#### DATA SUPPLIED

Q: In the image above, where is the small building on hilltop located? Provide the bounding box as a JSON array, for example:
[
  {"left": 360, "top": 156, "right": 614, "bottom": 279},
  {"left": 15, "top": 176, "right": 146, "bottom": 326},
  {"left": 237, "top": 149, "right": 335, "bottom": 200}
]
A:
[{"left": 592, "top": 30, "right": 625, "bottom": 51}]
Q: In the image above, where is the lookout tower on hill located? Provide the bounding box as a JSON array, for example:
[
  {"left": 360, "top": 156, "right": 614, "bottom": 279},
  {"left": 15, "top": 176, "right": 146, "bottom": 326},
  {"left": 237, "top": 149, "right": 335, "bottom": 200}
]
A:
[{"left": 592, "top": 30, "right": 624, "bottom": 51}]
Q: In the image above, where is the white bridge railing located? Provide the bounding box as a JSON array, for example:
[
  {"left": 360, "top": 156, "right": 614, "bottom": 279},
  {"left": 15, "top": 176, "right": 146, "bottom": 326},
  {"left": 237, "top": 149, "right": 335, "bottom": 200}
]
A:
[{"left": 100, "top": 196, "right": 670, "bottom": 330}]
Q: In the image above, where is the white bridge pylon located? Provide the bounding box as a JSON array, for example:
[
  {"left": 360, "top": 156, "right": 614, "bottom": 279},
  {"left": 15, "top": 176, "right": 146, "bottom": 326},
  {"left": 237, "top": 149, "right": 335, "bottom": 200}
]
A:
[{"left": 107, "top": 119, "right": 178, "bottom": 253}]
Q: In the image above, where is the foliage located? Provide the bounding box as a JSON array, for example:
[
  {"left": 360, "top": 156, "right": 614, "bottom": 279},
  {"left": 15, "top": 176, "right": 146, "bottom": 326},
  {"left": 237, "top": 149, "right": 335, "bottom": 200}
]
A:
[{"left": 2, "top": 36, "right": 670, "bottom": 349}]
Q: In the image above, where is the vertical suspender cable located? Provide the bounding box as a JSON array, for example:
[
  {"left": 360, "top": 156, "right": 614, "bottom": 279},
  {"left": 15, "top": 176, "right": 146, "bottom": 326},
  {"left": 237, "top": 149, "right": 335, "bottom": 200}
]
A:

########

YOUR ASSIGNMENT:
Show the lines of the entries that include the string "where", copying each in full.

PROBLEM SOLUTION:
Q: In the image above, where is the small building on hilltop located? Provide the bounding box as a JSON array, for example:
Q: In the image above, where is the lookout tower on hill located? Provide the bounding box as a JSON array, for example:
Q: In the image above, where is the white bridge railing located? Provide the bounding box as a JSON array, for example:
Q: In the image above, where is the white bridge pylon located? Provide the bounding box as a JSON array, for example:
Q: In the image above, where is the foliage located? Provide the bounding box as a JSON array, for example:
Q: In the image above, where is the vertical suspender cable located? Provide the bounding box as a JSON array, for example:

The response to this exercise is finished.